**REQUIREMENT**
Could you reproduce all of the data below word for word, without changing anything?

**THE RECORDS**
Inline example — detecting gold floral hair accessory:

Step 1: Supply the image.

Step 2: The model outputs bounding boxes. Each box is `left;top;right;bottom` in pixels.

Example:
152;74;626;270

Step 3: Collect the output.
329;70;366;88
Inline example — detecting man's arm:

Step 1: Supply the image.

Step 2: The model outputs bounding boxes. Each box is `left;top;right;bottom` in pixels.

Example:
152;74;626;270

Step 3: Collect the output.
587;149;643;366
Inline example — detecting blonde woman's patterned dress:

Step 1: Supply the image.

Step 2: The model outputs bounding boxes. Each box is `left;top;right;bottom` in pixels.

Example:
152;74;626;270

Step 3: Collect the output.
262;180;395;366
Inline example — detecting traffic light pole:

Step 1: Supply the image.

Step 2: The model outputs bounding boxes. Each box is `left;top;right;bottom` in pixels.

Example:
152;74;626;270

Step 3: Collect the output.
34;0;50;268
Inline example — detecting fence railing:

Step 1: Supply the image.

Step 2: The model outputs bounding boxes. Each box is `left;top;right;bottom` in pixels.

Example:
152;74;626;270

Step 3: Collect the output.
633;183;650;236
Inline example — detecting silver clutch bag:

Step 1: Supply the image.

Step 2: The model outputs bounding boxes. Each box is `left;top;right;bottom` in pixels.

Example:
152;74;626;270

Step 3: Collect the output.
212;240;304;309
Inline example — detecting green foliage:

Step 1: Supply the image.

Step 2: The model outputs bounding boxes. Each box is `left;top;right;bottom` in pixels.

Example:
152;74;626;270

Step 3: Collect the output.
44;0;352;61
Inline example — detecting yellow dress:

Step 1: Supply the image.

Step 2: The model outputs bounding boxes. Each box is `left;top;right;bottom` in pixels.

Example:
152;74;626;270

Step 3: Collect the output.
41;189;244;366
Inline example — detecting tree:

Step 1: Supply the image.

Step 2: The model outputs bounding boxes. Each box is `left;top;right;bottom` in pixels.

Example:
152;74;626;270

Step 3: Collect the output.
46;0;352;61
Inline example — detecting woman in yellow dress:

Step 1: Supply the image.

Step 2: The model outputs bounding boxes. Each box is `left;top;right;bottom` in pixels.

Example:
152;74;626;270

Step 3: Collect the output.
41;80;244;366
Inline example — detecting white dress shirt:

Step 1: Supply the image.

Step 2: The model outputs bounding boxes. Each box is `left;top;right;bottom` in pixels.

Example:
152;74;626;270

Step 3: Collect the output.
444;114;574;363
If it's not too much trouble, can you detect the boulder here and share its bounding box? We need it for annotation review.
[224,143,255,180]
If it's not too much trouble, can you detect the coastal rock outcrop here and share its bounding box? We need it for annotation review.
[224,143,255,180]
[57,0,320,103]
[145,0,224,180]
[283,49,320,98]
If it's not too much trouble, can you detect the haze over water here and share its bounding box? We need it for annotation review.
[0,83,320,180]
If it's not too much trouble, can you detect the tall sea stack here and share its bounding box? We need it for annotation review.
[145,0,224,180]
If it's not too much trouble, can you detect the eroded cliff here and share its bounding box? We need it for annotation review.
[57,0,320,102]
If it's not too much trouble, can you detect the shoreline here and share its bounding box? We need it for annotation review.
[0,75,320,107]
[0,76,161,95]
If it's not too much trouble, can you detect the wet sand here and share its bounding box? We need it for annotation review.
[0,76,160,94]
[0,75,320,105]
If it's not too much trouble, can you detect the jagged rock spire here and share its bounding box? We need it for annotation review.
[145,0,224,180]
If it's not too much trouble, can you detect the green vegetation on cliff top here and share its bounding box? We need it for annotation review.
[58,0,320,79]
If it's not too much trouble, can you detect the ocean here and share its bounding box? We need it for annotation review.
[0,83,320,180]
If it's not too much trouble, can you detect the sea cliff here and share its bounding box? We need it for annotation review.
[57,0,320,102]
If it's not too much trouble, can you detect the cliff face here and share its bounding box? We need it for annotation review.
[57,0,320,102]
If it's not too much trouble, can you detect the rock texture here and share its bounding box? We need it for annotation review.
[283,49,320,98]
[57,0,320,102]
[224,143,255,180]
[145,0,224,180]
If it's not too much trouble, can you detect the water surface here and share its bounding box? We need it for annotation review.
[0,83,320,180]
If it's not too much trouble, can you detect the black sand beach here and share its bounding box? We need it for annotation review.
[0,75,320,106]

**ANSWER TO THE EXERCISE**
Inline example — detecting gold floral hair accessory:

Step 1: Supply the image.

Step 2: The model outputs bounding boxes. Each box is `left;top;right;bottom` in pixels.

Example:
152;74;626;270

Step 3: Collect the output.
329;70;366;88
Inline example — detecting man's arm:

Step 1: Supply the image.

Step 2: The model outputs bounding boxes. Each box is `left;top;right;bottom` in pixels.

Example:
152;74;626;270

Step 3: Collect the output.
587;149;643;366
Inline example — detecting blonde woman's patterned dress:

Step 1: Supply the image.

Step 2: The model outputs bounding boxes. Each box is `left;top;right;bottom` in pixels.

Example:
152;74;626;270

Step 3: Collect the output.
262;180;395;366
Inline example — detecting traffic light pole:

Step 1: Supply the image.

Step 2: The model outputs bounding boxes. Each box is `left;top;right;bottom` in pixels.

Example:
152;74;626;270

Step 3: Collect the output.
34;0;50;268
Inline example — detecting fence railing:

Step 1: Supply the image.

Step 2: The model outputs bounding boxes. Each box is `left;top;right;bottom` in pixels.

Example:
152;74;626;270

Step 3: Collect the output.
633;183;650;236
Inline example — detecting silver clutch bag:

Step 1: Supply the image.

Step 2: The model outputs bounding boxes. Each box is `left;top;right;bottom` in pixels.

Example:
152;74;626;270

Step 3: Collect the output.
212;240;304;309
Inline example — detecting green foliage:

Step 1: Supply the image.

Step 2: The model outputs bounding boxes. Each box is `left;top;right;bottom` in pixels.

Example:
152;74;626;270

Step 3: Collect the output.
44;0;352;61
Inline example — detecting yellow dress:

Step 1: Supply the image.

Step 2: The model outputs bounding boxes. Each box is `left;top;right;bottom` in pixels.

Example:
152;74;626;270

Step 3: Collect the output.
41;189;244;366
Inline example — detecting tree:

Step 1: Supply the image.

Step 2: The model outputs bounding boxes. Each box is `left;top;right;bottom` in pixels.

Example:
152;74;626;270

Step 3: Collect the output.
46;0;352;61
Inline example — detecting woman in yellow dress:

Step 1: Supply the image.

Step 2: The model outputs bounding boxes. Each box is `left;top;right;bottom` in pixels.

Example:
152;74;626;270

Step 3: Collect the output.
41;80;244;366
Inline example — detecting white dress shirt:

Step 1: Supply the image.

Step 2: The model outputs bounding boxes. Each box is `left;top;right;bottom` in pixels.

Example:
152;74;626;270

Step 3: Collect the output.
444;114;574;363
If it's not too much trouble, can you detect the boulder here and share its bounding box? We need it for annotation review.
[224,143,255,180]
If it's not too much trouble, can you detect the coastal rock outcrop here and share its bounding box? We need it for annotation review.
[224,143,255,180]
[57,0,320,103]
[145,0,224,180]
[283,49,320,98]
If it's not too much trouble, can you detect the haze over water here and share its bounding box? We need it for annotation review.
[0,83,320,180]
If it's not too much trouble, can you detect the tall sea stack here and share its bounding box? We need it for annotation review.
[145,0,224,180]
If it's not too much trouble, can you detect the eroded cliff here and share its bounding box? We need it for annotation review.
[57,0,320,102]
If it's not too much trouble, can you detect the shoreline here and share its bounding box? We need it for annotation review.
[0,75,320,107]
[0,76,161,95]
If it's not too much trouble, can you detect the wet sand here and share its bounding box? We need it for annotation review.
[0,76,160,94]
[0,75,320,105]
If it's not too much trouble, can you detect the jagged rock spire here and share its bounding box? We need it for annotation review.
[145,0,224,180]
If it's not too much trouble, can you detect the green vegetation on cliff top here and share its bounding box? We need it for annotation review.
[58,0,320,79]
If it's not too much trouble, can you detect the ocean here and share its bounding box? We need it for annotation review.
[0,83,320,180]
If it's not too much trouble, can you detect the sea cliff here and share its bounding box? We need it for annotation review.
[57,0,320,102]
If it's not too much trouble, can you detect the cliff face here and share its bounding box? We need it for annotation review.
[57,0,320,102]
If it's not too much trouble, can you detect the rock texture here and share its bounding box? We need it for annotation review.
[283,49,320,98]
[57,0,320,102]
[224,143,255,180]
[145,0,224,180]
If it's not too much trouble, can you detect the water surface here and share its bounding box? We need it for annotation review.
[0,83,320,180]
If it's not too much trouble, can you detect the black sand beach here and share its bounding box? We need it for annotation review.
[0,75,320,106]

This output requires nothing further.